* **Exercise**:
Up to the line containing "Expected: for every instance of the glass", nothing is kept; from that line through the end of the data below, output every line exactly.

Point-per-instance localization data:
++++++++++

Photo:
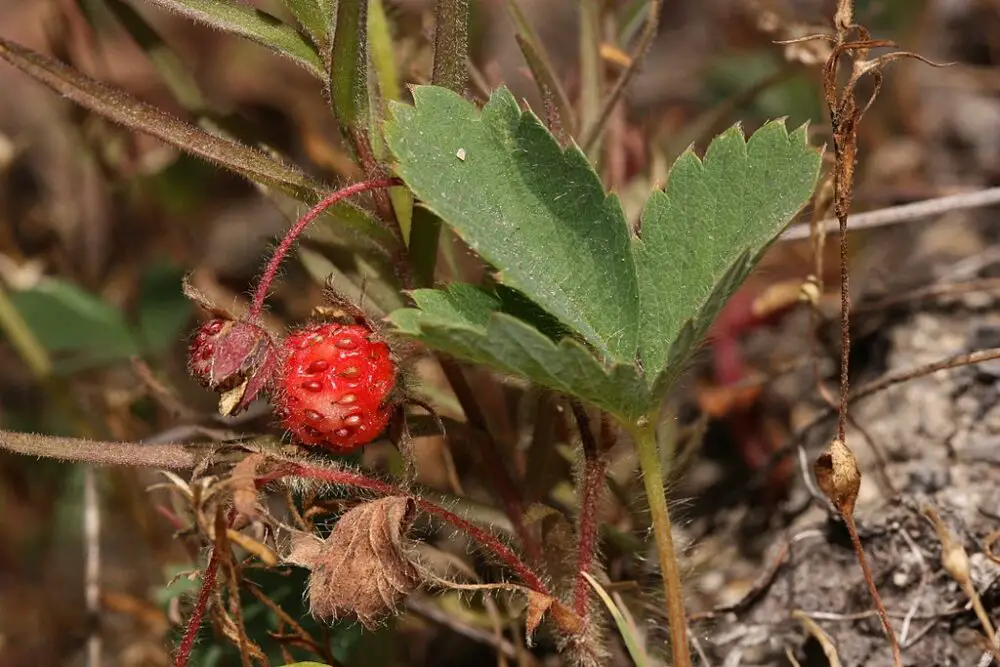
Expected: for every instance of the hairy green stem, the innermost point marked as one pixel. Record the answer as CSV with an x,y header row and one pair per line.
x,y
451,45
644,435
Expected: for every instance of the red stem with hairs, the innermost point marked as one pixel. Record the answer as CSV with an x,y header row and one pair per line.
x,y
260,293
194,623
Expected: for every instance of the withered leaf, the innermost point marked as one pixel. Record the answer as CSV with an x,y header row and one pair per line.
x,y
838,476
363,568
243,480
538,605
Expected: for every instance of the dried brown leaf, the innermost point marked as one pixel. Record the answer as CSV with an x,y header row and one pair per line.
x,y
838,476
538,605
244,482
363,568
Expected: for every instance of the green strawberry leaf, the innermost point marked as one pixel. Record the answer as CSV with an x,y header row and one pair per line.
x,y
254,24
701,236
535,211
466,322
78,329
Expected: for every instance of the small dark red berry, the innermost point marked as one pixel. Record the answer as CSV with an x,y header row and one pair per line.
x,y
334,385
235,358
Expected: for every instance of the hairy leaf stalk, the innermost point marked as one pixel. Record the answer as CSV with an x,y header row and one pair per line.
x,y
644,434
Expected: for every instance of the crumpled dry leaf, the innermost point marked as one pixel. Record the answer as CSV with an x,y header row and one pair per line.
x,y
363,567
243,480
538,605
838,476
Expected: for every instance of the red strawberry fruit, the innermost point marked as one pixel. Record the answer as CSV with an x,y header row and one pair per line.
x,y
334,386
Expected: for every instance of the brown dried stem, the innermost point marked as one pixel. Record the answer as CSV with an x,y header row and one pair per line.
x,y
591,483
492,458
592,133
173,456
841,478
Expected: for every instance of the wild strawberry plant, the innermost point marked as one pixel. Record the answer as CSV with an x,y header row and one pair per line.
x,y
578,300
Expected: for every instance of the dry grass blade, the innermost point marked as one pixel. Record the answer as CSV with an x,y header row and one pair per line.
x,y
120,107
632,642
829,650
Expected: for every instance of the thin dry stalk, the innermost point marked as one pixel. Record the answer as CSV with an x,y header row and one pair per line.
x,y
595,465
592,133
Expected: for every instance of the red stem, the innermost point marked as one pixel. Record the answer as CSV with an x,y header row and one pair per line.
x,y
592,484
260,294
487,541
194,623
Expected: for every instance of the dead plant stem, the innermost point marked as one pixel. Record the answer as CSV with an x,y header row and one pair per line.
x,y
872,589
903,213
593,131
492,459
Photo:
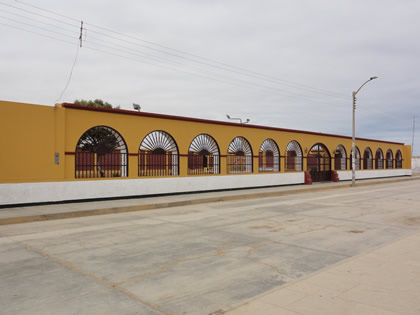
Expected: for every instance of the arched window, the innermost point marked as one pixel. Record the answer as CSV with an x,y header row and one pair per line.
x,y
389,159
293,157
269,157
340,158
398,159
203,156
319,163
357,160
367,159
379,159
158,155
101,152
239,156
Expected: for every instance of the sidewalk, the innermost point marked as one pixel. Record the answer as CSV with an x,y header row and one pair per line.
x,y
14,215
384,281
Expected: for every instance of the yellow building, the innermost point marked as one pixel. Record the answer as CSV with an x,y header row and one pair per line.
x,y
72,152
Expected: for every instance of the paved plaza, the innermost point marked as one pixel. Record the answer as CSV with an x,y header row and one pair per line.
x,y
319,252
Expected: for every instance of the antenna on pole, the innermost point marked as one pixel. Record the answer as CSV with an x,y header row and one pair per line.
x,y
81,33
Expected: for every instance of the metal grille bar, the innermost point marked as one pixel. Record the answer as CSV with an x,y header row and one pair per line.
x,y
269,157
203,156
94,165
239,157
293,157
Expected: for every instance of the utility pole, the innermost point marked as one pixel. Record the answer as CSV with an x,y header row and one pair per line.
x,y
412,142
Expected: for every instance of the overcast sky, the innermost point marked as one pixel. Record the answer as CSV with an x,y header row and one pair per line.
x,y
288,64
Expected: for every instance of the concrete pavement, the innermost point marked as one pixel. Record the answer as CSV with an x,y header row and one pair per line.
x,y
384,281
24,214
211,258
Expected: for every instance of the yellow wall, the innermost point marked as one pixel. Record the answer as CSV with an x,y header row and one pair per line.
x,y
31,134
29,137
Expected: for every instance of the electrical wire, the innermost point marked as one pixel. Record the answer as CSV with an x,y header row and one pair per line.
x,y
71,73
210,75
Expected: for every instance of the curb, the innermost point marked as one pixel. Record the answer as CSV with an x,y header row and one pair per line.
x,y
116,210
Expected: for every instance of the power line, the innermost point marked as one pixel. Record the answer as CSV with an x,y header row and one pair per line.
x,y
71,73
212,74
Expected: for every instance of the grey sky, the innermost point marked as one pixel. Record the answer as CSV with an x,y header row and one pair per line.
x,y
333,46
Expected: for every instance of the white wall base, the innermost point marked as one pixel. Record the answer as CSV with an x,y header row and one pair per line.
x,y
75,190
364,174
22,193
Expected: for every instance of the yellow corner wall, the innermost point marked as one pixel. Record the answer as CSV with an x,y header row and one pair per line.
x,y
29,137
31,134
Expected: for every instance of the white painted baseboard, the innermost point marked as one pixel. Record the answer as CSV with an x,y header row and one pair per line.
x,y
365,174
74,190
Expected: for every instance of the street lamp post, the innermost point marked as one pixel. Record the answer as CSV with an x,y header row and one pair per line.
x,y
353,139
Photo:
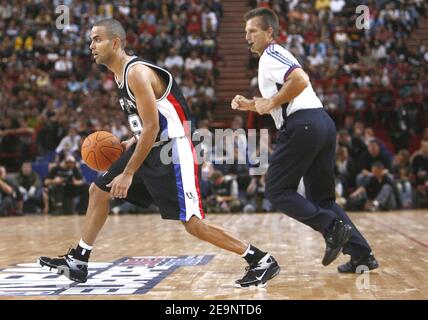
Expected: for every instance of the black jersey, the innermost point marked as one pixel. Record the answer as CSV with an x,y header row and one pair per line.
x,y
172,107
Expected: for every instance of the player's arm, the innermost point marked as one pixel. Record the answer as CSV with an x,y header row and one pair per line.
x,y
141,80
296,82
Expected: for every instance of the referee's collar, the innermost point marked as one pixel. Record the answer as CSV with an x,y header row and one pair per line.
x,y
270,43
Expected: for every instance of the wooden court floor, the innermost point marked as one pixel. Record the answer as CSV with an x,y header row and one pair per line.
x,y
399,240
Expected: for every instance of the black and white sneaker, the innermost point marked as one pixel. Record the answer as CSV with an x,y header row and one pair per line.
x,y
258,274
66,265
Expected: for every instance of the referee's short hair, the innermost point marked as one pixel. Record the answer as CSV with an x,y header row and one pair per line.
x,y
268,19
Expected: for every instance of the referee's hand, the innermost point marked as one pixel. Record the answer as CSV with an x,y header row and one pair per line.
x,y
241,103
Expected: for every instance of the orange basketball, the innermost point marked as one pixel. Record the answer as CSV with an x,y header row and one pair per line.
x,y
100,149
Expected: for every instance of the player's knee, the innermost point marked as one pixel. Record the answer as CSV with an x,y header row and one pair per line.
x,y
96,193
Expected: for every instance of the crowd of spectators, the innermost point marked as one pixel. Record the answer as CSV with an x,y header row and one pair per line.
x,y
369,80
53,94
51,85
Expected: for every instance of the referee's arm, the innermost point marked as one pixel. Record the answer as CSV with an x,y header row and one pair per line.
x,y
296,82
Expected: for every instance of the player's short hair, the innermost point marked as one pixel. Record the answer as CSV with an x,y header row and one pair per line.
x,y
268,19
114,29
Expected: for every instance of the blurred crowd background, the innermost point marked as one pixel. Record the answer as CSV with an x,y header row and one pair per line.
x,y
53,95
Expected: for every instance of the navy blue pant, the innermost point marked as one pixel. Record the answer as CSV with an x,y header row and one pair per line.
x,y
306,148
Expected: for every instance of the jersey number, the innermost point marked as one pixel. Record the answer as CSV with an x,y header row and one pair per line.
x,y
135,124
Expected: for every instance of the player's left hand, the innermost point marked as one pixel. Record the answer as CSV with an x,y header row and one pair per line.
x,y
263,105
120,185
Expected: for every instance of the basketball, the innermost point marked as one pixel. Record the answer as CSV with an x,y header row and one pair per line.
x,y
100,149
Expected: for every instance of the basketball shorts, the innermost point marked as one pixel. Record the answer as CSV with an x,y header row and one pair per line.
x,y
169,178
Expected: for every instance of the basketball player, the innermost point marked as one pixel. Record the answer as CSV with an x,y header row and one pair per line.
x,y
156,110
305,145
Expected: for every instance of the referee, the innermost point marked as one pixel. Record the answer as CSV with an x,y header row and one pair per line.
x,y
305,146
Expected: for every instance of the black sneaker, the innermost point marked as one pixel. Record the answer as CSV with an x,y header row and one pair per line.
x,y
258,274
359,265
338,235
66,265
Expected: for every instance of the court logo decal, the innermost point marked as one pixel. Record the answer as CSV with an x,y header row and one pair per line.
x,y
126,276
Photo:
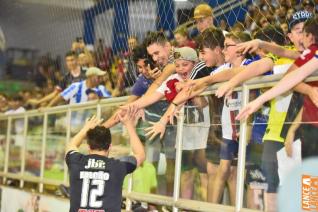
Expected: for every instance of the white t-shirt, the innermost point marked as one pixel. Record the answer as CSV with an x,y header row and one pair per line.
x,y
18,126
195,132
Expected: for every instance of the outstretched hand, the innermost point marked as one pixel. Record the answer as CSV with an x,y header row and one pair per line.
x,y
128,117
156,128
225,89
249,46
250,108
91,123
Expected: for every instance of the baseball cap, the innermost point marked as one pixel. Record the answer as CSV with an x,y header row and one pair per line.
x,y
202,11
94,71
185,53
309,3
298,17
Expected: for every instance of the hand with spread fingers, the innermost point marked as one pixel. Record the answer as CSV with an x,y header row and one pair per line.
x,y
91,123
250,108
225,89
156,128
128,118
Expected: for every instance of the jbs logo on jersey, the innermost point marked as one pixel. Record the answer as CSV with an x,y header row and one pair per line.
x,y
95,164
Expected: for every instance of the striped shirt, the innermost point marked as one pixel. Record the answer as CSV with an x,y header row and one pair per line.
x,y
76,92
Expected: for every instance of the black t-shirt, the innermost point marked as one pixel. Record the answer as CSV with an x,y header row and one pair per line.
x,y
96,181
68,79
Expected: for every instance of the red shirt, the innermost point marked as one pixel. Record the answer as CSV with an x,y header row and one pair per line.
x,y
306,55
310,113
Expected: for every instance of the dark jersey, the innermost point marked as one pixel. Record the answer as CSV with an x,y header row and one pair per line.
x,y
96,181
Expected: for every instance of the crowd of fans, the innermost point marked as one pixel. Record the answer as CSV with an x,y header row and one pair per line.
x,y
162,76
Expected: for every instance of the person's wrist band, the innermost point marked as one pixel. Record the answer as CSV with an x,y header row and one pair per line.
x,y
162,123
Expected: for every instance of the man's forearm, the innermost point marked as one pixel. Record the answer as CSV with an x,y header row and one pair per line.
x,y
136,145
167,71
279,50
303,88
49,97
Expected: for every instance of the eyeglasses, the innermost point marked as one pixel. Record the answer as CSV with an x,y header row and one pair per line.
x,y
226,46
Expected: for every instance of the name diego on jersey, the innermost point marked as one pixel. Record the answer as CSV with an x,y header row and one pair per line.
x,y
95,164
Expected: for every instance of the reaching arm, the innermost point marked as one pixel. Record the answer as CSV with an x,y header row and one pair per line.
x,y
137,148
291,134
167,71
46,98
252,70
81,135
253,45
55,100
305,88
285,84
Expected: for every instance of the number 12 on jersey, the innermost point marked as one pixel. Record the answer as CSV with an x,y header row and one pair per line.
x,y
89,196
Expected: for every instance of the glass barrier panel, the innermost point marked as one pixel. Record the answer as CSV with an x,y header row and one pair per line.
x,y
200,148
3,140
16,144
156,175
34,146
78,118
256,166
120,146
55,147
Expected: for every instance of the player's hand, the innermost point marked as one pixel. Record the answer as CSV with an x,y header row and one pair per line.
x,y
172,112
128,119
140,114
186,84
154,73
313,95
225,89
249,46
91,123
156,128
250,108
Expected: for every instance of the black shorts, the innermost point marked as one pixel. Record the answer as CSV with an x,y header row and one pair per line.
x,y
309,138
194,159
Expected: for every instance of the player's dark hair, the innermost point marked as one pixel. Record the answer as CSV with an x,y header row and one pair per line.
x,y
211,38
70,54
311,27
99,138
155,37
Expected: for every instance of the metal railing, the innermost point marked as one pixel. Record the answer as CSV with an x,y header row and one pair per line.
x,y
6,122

++++++++++

* **Answer space**:
Expected: for every instance of the glass barrier panel, the innermost point marked as one pixel. Record the answer as CSV with an x,y header row and one pair per line.
x,y
200,148
3,140
16,144
156,175
34,146
78,118
256,166
120,146
55,147
Expected: for every instance of the player's hand, the innermost point marked as one pixel. Record the answer as CSV with an x,y header row and one pair per line.
x,y
172,112
128,119
140,114
186,84
154,73
313,95
225,89
249,46
91,123
156,128
250,108
Expected: for every instance of the black shorts, the innermost point marked as one pixel. Record the answer as CSV with an x,y header row and one pair per line.
x,y
309,138
194,159
Expected: for every instance of the player's dark hair, the innermost point marked as one pixel. Record the answer as CSV with an x,y header row and one pair per line.
x,y
211,38
70,54
311,27
99,138
155,37
Expected: for every instance of the metal railing, the innermost point marked as one pixel. Record the answer as CSV with an x,y header row and one pair per line.
x,y
6,122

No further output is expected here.